What is needed:
Answer these questions from the forum thread below.
1. Whose 7nm process and whose 14nm process are compared?
2. What clock speed does the thread say Intel supporters will overclock to?
3. Which container format does AV1 only really support, according to what was read in an AV1 thread?

Source document:

The other unspoken result is that since unchoking and powering up the AVX arrays is done speculatively (because otherwise it would cause a huge latency hiccup), this causes an exploitable Spectre side-channel leak. Doing it non-speculatively would... cause an exploitable remote side-channel leak.
It remains to be seen if that kind of power gate delay can be exploited with any other coprocesssors/subprocessors in modern designs, but almost none of those are as big or as unwieldy as Intel's gigantic AVX ALUs.
Kayden Miller
Intel's FPUs definitely do run hot when crunching 512bit AVX, the power spike is pretty significant as well. I think they were banking on it being more viable at smaller process nodes. Obviously that didn't work out for intel and their 14+++++++ refreshes.
Gavin Powell
bump for the drama
Luke Robinson
Nope, making 8-core CCX would require a lot of crossbars and the die will also be way bigger
Isaac Fisher
>die will be bigger >7nm vs 14nm >what is scaling factor
Either CCXs grow in core count, or they add more CCXs per die. Either way complexity increases, theres no way around that. Rome isn't going to have 8 or 9 dies on package.
Lincoln Reyes
chiplets are the future.
Evan Cox
>7nm vs 14nm It's TSMC's 7nm -> GloFo's 14nm, they will most likely go with more 4 core CCXes per die, no need to do a CCX redesign
Sure, but theres still a limit. Just like with triple and quad patterning in lithography, you exponentially increase complexity with every pass. With every chip added to a package in an MCM you dramatically decrease yields.
Asher Murphy
Why do you think they call it infinity fabric? If on 7nm they can reach 64 core CPUs on 5-3nm they could probably go 128 cores
Oliver Allen
Protip: You have no idea what any of the words you're using actually mean Having a data fabric capable of scaling to N dies doesn't mean that its possible to manufacturer it. Getting a package with 8 dies, or 8 core dies, and 1 die that has external memory controllers, would have magnitudes lower yields than a package with 4 dies. Infinity Fabric has literally nothing to do with this. Nothing.
Joseph Brooks
bump for perfect cpu to encode my vietnamese cartoons with
Brandon Cruz
i will convert everything to av1
Landon Williams
>Having a data fabric capable of scaling to N dies doesn't mean that its possible to manufacturer it Says you
that's the idea. i read in av1 thread that they only really support mp4 containers though you can use mkv with av1 based on wikipedia. dunno how that will affect compatibility, though.
Christopher Wright
Nah intel shills will just overclock their housefires to disastrous 5.8GHz and burn their neighborhood to the ground just to prove they're still faster
Xavier Wright
Well they will be releasing yet another generation of 14nm parts, so trying to squeeze out a few more mhz is pretty much all they can do.

Dataset entries:

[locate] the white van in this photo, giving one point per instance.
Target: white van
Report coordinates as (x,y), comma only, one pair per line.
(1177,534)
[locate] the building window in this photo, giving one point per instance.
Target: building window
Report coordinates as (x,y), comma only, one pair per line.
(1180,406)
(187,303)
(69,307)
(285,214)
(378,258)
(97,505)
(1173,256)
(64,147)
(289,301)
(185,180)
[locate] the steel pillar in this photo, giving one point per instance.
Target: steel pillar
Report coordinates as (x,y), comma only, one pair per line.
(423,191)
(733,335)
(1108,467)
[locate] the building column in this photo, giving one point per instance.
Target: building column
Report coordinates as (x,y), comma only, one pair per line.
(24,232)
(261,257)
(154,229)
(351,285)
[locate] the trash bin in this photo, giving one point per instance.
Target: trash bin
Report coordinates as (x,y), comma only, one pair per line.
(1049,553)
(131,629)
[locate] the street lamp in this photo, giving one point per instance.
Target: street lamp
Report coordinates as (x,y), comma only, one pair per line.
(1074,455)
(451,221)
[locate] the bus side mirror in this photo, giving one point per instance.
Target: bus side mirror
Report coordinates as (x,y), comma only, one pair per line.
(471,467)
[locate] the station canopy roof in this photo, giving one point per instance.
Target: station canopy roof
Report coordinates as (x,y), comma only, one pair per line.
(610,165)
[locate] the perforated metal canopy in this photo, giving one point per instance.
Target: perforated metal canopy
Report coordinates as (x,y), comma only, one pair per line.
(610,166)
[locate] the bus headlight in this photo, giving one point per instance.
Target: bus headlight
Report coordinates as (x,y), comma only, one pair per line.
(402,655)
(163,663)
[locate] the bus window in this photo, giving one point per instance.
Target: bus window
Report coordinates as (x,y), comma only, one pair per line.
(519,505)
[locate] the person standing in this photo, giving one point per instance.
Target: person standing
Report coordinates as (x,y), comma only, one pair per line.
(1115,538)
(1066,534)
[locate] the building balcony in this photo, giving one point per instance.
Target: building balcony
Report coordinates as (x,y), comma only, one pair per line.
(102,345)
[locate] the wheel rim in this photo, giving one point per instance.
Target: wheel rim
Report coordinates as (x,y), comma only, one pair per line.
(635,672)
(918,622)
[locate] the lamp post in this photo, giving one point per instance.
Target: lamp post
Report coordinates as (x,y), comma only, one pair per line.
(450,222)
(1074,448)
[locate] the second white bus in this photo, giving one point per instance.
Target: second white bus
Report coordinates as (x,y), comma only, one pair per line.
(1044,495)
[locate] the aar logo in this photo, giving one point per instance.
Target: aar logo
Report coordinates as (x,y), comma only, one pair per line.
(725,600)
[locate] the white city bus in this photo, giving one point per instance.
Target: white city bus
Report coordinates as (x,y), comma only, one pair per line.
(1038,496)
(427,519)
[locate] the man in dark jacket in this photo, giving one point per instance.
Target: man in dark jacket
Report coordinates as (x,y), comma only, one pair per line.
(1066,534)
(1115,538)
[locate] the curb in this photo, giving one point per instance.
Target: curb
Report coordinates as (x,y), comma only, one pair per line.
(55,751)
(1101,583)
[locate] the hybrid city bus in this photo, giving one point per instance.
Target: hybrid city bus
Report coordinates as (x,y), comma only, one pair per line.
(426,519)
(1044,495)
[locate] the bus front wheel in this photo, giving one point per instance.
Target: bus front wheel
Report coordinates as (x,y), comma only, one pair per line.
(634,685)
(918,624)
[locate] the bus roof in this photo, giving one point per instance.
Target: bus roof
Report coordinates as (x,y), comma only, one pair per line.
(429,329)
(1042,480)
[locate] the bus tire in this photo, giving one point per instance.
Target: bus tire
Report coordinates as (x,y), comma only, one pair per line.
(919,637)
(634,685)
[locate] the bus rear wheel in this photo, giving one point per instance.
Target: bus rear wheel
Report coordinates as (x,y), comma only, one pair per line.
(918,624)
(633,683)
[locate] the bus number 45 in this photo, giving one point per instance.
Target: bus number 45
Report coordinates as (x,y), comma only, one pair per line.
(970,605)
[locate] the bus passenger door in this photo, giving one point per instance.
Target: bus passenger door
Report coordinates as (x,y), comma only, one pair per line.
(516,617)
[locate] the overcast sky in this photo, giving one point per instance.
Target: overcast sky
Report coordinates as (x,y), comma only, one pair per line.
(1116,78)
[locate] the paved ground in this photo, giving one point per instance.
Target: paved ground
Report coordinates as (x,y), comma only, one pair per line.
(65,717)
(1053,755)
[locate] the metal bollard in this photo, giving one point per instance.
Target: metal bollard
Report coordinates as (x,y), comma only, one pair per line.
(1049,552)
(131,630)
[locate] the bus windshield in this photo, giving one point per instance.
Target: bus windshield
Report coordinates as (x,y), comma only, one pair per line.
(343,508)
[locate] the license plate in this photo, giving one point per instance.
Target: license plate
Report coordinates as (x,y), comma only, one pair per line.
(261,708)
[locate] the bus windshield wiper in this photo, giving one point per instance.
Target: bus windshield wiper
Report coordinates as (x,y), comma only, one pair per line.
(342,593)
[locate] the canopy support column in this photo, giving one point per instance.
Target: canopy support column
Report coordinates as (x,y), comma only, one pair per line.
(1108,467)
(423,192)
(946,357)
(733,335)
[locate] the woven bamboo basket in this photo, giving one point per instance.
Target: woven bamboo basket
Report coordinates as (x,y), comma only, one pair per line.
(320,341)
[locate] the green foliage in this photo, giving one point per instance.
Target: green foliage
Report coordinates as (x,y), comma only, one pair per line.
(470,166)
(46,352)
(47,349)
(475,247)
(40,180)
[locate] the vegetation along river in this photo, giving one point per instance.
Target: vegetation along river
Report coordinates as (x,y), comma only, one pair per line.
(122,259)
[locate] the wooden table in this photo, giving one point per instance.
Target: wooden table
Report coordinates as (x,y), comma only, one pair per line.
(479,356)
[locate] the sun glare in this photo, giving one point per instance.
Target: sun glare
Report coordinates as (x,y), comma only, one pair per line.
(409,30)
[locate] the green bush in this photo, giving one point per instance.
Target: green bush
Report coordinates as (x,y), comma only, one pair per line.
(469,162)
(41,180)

Correct result:
1. TSMC's 7nm and GloFo's 14nm.
2. 5.8GHz.
3. mp4.